From local ABC affiliate WLS in Chicago
January 9, 2013 (CHICAGO) (WLS) -- Water levels on Lake Michigan are the lowest in recorded history. If the level continues to drop, the Chicago River could reverse itself and send untreated sewage into Lake Michigan.
"We've been monitoring since 1918 and this is the lowest Lake Michigan and Lake Huron have been," Roy Deda, U.S. Army Corps of Engineers, said. "There would be some potential water quality impact to the Great Lakes if we were to continue to lock vessels when the river is higher than the lake." [...]
Beyond water quality, the continued drought conditions and low water levels are having a financial impact the entire great lakes system.
"There is certainly an economic impact to shippers who cannot carry as much cargo in their ships," Deda said. [...]
The Natural Resources Defense Council said officials need to rethink the entire water system due to climate change.
And The Guardian has an amazing story, accompanied by amazing photos, of an Australian family who had no other choice than to run for water to escape fire tornadoes.
"We saw tornadoes of fire just coming across towards us and the next thing we knew everything was on fire, everywhere all around us," Tim Holmes told Australia's ABC News. "We lost three houses and by that time I had sent Tammy … with the children to get down to the jetty because there was no other escape. We couldn't get off. [...]
The blazes are the result of a record-breaking heatwave and strong winds. Since last week they have destroyed thousands of hectares of land and numerous properties. Among them are the pottery, craft gallery and B&B where Holmes, born in Wales, had lived on Tasmania's picturesque eastern coast since 1988. Remarkably, nobody has been killed. [...]
Australia had its hottest day on record on Monday with a nationwide average of 40.33C (104.59 F), narrowly breaking a 1972 record of 40.17C (104.31 F). Tuesday was the third hottest day at 40.11C (104.2F). Four of Australia's hottest 10 days on record have been in 2013.
"There's little doubt that this is a very, very extreme heatwave event," said David Jones, manager of climate monitoring and prediction at the Australia's Bureau of Meteorology.
"If you look at its extent, its duration, its intensity, it is arguably the most significant in Australia's history."
While debating whether to lift the ban on Uranium mining in the state of Virginia this week, State Senator Dick Saslaw said he wasn't concerned about what impact it may have on the environment 100 years from now or 10,000 years from now because he won't be around to see it. But as we're seeing quite clearly now, the prospect of climate change caused by pollutants is not some far-off imagined future or distance problem -- it's happening right now.

→ **DATA SHOWN**:

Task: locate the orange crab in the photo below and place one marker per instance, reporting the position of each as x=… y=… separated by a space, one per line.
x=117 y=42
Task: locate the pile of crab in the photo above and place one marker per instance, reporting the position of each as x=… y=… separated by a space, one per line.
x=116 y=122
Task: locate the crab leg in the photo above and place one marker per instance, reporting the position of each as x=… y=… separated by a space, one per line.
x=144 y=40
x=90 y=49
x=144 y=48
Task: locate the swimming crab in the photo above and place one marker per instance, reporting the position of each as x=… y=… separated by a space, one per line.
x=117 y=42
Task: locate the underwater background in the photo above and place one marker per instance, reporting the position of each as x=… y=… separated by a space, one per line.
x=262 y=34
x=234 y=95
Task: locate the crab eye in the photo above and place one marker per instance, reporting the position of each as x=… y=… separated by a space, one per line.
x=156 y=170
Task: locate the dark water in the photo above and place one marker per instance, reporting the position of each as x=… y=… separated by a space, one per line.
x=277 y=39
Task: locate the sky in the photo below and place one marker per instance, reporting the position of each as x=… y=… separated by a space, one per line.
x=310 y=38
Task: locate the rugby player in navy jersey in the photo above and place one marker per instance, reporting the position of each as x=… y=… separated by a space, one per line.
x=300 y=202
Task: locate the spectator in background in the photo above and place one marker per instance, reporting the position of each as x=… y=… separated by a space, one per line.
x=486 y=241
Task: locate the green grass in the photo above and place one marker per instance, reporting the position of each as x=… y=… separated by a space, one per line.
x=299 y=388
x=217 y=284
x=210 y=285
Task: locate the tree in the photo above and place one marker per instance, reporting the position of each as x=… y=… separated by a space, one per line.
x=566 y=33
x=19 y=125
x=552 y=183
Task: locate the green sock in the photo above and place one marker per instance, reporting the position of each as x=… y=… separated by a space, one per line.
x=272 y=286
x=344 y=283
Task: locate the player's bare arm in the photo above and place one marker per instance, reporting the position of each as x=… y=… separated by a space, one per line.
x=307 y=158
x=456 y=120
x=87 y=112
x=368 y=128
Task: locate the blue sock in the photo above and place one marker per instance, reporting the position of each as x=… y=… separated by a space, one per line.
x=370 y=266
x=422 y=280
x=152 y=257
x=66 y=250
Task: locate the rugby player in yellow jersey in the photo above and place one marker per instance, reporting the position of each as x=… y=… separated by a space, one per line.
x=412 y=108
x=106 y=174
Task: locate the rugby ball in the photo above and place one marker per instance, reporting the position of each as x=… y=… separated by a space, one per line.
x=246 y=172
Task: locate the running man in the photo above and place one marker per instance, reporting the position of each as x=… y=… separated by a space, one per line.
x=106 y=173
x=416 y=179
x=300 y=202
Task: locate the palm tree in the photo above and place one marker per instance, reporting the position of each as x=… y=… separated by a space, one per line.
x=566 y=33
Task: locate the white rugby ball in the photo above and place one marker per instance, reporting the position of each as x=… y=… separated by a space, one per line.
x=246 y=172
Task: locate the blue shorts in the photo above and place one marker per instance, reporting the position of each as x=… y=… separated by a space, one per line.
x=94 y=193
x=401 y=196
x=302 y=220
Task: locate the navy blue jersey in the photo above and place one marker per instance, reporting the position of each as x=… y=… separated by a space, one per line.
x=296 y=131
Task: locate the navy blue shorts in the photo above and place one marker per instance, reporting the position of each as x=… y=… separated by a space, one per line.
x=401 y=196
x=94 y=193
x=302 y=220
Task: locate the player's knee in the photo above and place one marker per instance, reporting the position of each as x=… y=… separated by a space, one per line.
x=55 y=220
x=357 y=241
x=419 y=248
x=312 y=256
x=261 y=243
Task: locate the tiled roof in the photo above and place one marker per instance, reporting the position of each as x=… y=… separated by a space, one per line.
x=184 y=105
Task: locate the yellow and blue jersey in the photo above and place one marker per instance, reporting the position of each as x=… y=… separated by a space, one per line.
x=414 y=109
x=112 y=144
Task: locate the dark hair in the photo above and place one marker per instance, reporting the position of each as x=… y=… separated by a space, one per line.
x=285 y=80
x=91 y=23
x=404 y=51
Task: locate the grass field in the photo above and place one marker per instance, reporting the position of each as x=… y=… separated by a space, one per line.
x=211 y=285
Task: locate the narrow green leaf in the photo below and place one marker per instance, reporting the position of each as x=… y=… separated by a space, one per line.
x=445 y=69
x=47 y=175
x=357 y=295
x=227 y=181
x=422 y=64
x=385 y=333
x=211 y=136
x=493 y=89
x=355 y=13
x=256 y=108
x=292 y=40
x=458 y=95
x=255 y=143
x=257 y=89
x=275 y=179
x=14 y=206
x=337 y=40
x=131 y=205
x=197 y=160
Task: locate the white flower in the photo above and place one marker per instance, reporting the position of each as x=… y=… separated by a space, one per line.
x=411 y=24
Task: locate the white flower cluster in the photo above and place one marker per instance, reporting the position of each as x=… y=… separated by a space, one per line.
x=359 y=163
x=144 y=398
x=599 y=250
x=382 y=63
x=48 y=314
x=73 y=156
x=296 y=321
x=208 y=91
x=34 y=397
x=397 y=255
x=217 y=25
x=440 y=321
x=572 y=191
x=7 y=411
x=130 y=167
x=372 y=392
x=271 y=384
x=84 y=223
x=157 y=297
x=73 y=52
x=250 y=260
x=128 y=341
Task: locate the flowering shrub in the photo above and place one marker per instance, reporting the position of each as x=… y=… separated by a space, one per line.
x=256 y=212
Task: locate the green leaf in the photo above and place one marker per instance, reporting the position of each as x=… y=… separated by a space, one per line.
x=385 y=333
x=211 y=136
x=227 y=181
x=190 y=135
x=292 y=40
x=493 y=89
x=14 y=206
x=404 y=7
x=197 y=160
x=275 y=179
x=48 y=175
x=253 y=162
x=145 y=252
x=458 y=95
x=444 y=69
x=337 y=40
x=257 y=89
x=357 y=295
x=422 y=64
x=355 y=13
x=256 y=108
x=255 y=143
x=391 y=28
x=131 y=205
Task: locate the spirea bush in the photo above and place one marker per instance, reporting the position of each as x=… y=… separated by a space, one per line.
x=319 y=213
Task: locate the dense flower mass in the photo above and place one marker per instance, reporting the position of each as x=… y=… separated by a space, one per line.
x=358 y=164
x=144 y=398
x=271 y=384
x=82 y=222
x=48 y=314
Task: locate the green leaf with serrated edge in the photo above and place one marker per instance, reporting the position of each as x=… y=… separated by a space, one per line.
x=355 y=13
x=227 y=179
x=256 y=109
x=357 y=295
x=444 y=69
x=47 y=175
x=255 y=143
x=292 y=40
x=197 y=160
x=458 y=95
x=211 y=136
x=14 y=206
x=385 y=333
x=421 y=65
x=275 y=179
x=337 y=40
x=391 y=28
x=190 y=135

→ **PROBLEM DESCRIPTION**:
Please set down word for word the stretch of the climate news report from "And The Guardian" through "escape fire tornadoes.".

→ **SOLVED PROBLEM**:
And The Guardian has an amazing story, accompanied by amazing photos, of an Australian family who had no other choice than to run for water to escape fire tornadoes.